==== Provided records

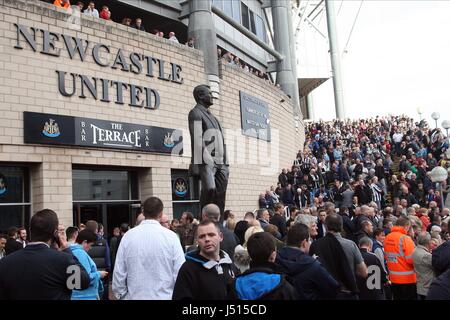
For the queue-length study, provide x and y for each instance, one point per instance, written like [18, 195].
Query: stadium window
[237, 10]
[218, 4]
[245, 17]
[260, 28]
[228, 8]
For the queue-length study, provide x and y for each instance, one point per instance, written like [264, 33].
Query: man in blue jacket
[310, 279]
[263, 281]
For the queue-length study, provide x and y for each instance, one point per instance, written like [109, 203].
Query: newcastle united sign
[54, 129]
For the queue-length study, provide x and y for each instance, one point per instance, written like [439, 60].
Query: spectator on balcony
[172, 37]
[190, 42]
[105, 13]
[91, 11]
[126, 21]
[237, 62]
[138, 24]
[64, 4]
[78, 7]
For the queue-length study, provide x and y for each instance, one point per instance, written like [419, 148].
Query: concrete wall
[28, 82]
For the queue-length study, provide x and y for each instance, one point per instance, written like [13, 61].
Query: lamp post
[419, 111]
[435, 116]
[439, 175]
[446, 125]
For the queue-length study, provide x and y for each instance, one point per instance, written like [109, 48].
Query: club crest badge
[51, 129]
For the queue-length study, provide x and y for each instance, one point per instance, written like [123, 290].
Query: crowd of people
[356, 217]
[229, 59]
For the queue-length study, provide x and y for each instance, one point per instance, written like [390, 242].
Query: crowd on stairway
[357, 216]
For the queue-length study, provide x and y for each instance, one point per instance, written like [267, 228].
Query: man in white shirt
[148, 259]
[91, 11]
[397, 138]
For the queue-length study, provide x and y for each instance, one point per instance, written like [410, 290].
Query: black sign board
[255, 117]
[64, 130]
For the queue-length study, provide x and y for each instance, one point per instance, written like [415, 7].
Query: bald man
[230, 240]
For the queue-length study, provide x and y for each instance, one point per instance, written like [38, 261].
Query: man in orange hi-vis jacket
[398, 248]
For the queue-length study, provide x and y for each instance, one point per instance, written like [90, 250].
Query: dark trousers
[404, 291]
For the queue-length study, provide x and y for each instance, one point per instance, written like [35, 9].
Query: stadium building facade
[94, 113]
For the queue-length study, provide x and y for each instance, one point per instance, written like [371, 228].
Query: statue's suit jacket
[208, 121]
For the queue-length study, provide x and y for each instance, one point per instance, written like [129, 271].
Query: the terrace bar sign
[106, 57]
[255, 117]
[54, 129]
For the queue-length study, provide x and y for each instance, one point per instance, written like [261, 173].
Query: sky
[398, 60]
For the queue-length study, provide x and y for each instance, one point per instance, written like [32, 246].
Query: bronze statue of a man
[209, 157]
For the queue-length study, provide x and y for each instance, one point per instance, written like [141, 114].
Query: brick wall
[28, 82]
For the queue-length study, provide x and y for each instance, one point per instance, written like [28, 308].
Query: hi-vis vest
[398, 250]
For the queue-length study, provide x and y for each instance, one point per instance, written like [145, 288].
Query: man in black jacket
[262, 281]
[310, 279]
[283, 178]
[279, 219]
[12, 244]
[230, 240]
[371, 287]
[38, 272]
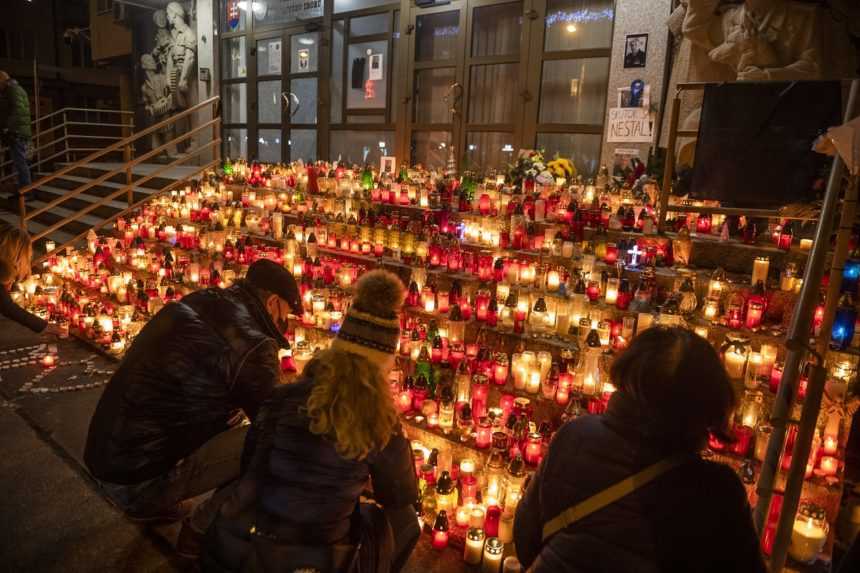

========

Reproduce every one of the records above word for word, omitting the pictures from your output.

For the queue-length study, provide x and y for each instance, one point per instance, written like [18, 195].
Query: stadium window
[237, 10]
[218, 4]
[245, 17]
[260, 28]
[228, 8]
For the queue-length study, provide x and y for each instance, one point per instance, written like [264, 33].
Query: man in blue jacket
[310, 279]
[263, 281]
For the queue-length study, provide x and y for each instance, one point per instance, written like [109, 203].
Query: newcastle united sign
[54, 129]
For the queue-length study, provide x and y for each instance, one point per instance, written like [439, 60].
Query: spectator on balcony
[172, 37]
[190, 42]
[105, 13]
[91, 11]
[126, 21]
[237, 62]
[138, 24]
[64, 4]
[78, 7]
For the queue-length study, provide x and y for each instance, one point per instance, written like [419, 148].
Query: concrete wall
[28, 82]
For the queue-length study, provide x and y for each instance, one point per instance, written like [13, 61].
Query: lamp post
[419, 111]
[435, 116]
[439, 175]
[446, 125]
For the queue-length study, provide x and y for each instance, one point per instance, written like [109, 48].
Query: club crest badge
[51, 129]
For the queue-length study, provide x and y for each instance, one point per instance, written like [123, 290].
Query: crowd of people
[356, 217]
[229, 59]
For the queue-length study, provide x and y for each instance, one point per instance, written like [390, 242].
Query: crowd on stairway
[357, 216]
For the queue-length study, provide x and y for each instance, one point per instance, written like [267, 228].
Query: man in white shirt
[148, 259]
[91, 11]
[397, 138]
For the queue-length study, provide x and y for each instance, one point per instance, written like [410, 290].
Query: black sign board
[255, 117]
[64, 130]
For the queue-length study, provide x and y for each instance, one point per instance, written like [415, 7].
Query: bald man
[230, 240]
For the queue-length study, provide x and y for each instance, one point per instance, written like [38, 261].
Query: man in orange hi-vis jacket
[398, 248]
For the queue-length study, provide x and y for each instance, one point per instance, written like [90, 250].
Query: dark trousers
[404, 291]
For the queue-length study, provide x and y for each instance, one point per instance, written like [35, 9].
Query: stadium building facade
[94, 113]
For the queue-length study, provide x and y for each instance, one point per instance, written like [371, 228].
Query: statue's suit jacket
[208, 121]
For the queue-length study, provide x and y for each instance, one point per instance, written like [129, 271].
Query: the terrace bar sign
[106, 57]
[255, 117]
[54, 129]
For the queue-length study, provide x and y for each instance, one point per instance, written like [261, 173].
Query: sky
[398, 60]
For the queue-length study, provide x and y for each instance, one point per instance, written like [32, 246].
Query: bronze statue of a man
[209, 157]
For the queue-length study, provide x and y for each instance, one point per instance, written like [141, 114].
Query: brick wall
[28, 82]
For the queue-length study, provide x and y for each instance, one point per instance, written like [28, 308].
Query: hi-vis vest
[398, 250]
For the queue-length study, provide x and y for each instance, one point per instance, written like [145, 288].
Query: man in black jacket
[262, 281]
[310, 279]
[283, 178]
[279, 219]
[12, 244]
[230, 240]
[371, 287]
[38, 272]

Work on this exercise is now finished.